Work required:
Format every line of the listing below as a Markdown table with the columns Row and Line. Number the lines consecutively and omit any blank lines.

------ Excerpted records

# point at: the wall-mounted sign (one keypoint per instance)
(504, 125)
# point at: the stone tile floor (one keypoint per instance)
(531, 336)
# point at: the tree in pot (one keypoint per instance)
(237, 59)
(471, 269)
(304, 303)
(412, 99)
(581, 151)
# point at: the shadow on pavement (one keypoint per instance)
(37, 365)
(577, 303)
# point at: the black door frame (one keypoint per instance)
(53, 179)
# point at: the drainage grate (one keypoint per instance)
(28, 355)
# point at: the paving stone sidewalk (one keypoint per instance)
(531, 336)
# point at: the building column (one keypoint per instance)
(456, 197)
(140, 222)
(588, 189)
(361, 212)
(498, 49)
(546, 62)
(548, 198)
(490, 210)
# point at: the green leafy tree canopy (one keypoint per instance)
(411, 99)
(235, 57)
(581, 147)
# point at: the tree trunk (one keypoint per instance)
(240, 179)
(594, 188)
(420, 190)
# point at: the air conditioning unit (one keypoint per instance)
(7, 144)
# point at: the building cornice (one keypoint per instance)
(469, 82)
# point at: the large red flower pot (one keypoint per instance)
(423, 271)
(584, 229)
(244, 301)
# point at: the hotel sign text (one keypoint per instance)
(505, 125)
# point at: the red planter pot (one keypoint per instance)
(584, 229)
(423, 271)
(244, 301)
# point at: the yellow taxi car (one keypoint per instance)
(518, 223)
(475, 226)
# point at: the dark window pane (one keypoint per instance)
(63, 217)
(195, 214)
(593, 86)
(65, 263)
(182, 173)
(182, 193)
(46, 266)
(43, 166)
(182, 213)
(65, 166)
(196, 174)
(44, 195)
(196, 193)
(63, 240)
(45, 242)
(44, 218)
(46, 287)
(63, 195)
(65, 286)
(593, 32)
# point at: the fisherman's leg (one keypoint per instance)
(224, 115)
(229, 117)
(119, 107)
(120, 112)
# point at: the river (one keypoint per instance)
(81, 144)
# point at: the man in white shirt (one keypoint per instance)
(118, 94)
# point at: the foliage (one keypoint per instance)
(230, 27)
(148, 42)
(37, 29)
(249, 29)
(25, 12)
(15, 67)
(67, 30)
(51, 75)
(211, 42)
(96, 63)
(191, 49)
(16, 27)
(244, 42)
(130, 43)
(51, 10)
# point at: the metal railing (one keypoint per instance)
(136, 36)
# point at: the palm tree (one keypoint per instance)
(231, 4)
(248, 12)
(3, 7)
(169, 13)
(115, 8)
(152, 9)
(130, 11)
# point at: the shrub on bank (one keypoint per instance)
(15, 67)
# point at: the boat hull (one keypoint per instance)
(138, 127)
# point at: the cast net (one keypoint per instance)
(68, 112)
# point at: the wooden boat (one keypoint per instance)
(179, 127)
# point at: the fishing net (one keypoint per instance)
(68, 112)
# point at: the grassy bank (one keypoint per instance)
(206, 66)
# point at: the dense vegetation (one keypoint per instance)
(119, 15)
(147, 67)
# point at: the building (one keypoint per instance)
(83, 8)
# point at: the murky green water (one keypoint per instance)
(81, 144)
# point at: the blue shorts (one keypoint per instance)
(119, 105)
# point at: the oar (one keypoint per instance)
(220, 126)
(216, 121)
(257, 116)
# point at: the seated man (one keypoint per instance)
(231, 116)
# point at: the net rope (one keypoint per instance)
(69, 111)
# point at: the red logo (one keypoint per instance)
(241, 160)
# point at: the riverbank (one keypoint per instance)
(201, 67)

------------

Output:
| Row | Line |
|---|---|
| 1 | # point at: the wall-mounted sign (one keypoint per instance) |
| 2 | (504, 125) |
| 3 | # point at: the stone tile floor (one keypoint per instance) |
| 4 | (531, 336) |
| 5 | # point at: the tree in pot (one keypoint per instance) |
| 6 | (237, 59) |
| 7 | (471, 269) |
| 8 | (304, 303) |
| 9 | (412, 99) |
| 10 | (581, 151) |
| 11 | # point at: the shadow on pavement (one keypoint per instance) |
| 12 | (37, 365) |
| 13 | (577, 303) |
| 14 | # point at: the black door frame (one keypoint per instance) |
| 15 | (53, 179) |
| 16 | # point at: the drainage grate (one keypoint per instance) |
| 17 | (28, 355) |
| 18 | # point at: the paving stone sidewalk (one keypoint per instance) |
| 19 | (531, 336) |
| 20 | # point at: the building column (one keypoint per instance) |
| 21 | (456, 197) |
| 22 | (140, 222) |
| 23 | (588, 189) |
| 24 | (361, 212) |
| 25 | (498, 49) |
| 26 | (546, 62) |
| 27 | (548, 198) |
| 28 | (490, 210) |
| 29 | # point at: the green leafy tree canopy (one keypoint per instance) |
| 30 | (411, 99) |
| 31 | (235, 57) |
| 32 | (581, 147) |
| 33 | # point at: the tree trunk (one keypoint per instance) |
| 34 | (240, 179) |
| 35 | (594, 188) |
| 36 | (420, 190) |
| 37 | # point at: the air conditioning unit (one keypoint per instance) |
| 38 | (7, 144) |
| 39 | # point at: the building cornice (one keypoint per instance) |
| 40 | (469, 82) |
| 41 | # point at: the large red flower pot (one keypoint per instance) |
| 42 | (423, 271) |
| 43 | (584, 229) |
| 44 | (244, 301) |
| 45 | # point at: the hotel sign text (one keypoint per instance) |
| 46 | (505, 125) |
| 47 | # point at: the red planter pot (one keypoint per instance) |
| 48 | (584, 229) |
| 49 | (423, 271) |
| 50 | (244, 301) |
| 51 | # point at: the yellow taxi car (one keypoint per instance) |
| 52 | (518, 223) |
| 53 | (475, 226) |
| 54 | # point at: the dark window pane (one keypoint per instance) |
| 55 | (63, 217) |
| 56 | (195, 214) |
| 57 | (593, 86) |
| 58 | (65, 263) |
| 59 | (182, 173) |
| 60 | (182, 193) |
| 61 | (46, 266) |
| 62 | (43, 166) |
| 63 | (182, 213) |
| 64 | (65, 166) |
| 65 | (196, 174) |
| 66 | (44, 195) |
| 67 | (196, 193) |
| 68 | (63, 240) |
| 69 | (45, 242) |
| 70 | (44, 218) |
| 71 | (46, 287) |
| 72 | (63, 195) |
| 73 | (65, 286) |
| 74 | (593, 32) |
| 75 | # point at: the fisherman's leg (one keypoint per instance) |
| 76 | (224, 115) |
| 77 | (229, 117) |
| 78 | (119, 107) |
| 79 | (120, 112) |
| 80 | # point at: the river (one keypoint per instance) |
| 81 | (81, 144) |
| 82 | # point at: the man in white shirt (one keypoint per instance) |
| 83 | (118, 94) |
| 84 | # point at: the foliage (one keypoint per instance) |
| 85 | (230, 27) |
| 86 | (148, 42) |
| 87 | (37, 29) |
| 88 | (249, 29) |
| 89 | (25, 12) |
| 90 | (15, 67) |
| 91 | (67, 30) |
| 92 | (51, 75) |
| 93 | (211, 42) |
| 94 | (96, 63) |
| 95 | (191, 49) |
| 96 | (16, 27) |
| 97 | (244, 42) |
| 98 | (130, 43) |
| 99 | (51, 10) |
| 100 | # point at: the metal railing (one keypoint per instance) |
| 101 | (136, 36) |
| 102 | # point at: the palm tree (one keypoint per instance) |
| 103 | (231, 4) |
| 104 | (248, 12) |
| 105 | (3, 7) |
| 106 | (169, 13) |
| 107 | (115, 8) |
| 108 | (152, 9) |
| 109 | (130, 11) |
| 110 | # point at: the shrub on bank (one keypoint per instance) |
| 111 | (15, 67) |
| 112 | # point at: the boat hull (one keypoint per instance) |
| 113 | (138, 127) |
| 114 | # point at: the cast net (one keypoint per instance) |
| 115 | (68, 112) |
| 116 | # point at: the wooden boat (one keypoint per instance) |
| 117 | (179, 127) |
| 118 | # point at: the fishing net (one keypoint per instance) |
| 119 | (68, 112) |
| 120 | # point at: the grassy bank (one keypoint per instance) |
| 121 | (206, 66) |
| 122 | # point at: the dense vegetation (one keypoint per instance) |
| 123 | (119, 15) |
| 124 | (147, 67) |
| 125 | # point at: the building (one keypoint per instance) |
| 126 | (83, 8) |
| 127 | # point at: the murky green water (one keypoint per instance) |
| 128 | (81, 144) |
| 129 | # point at: the blue shorts (one keypoint per instance) |
| 130 | (119, 105) |
| 131 | # point at: the oar (one keypoint per instance) |
| 132 | (220, 126) |
| 133 | (216, 121) |
| 134 | (257, 116) |
| 135 | # point at: the seated man (one keypoint per instance) |
| 136 | (231, 116) |
| 137 | # point at: the net rope (one keypoint per instance) |
| 138 | (69, 111) |
| 139 | # point at: the red logo (one keypoint per instance) |
| 140 | (241, 160) |
| 141 | # point at: the riverbank (one keypoint per instance) |
| 142 | (201, 67) |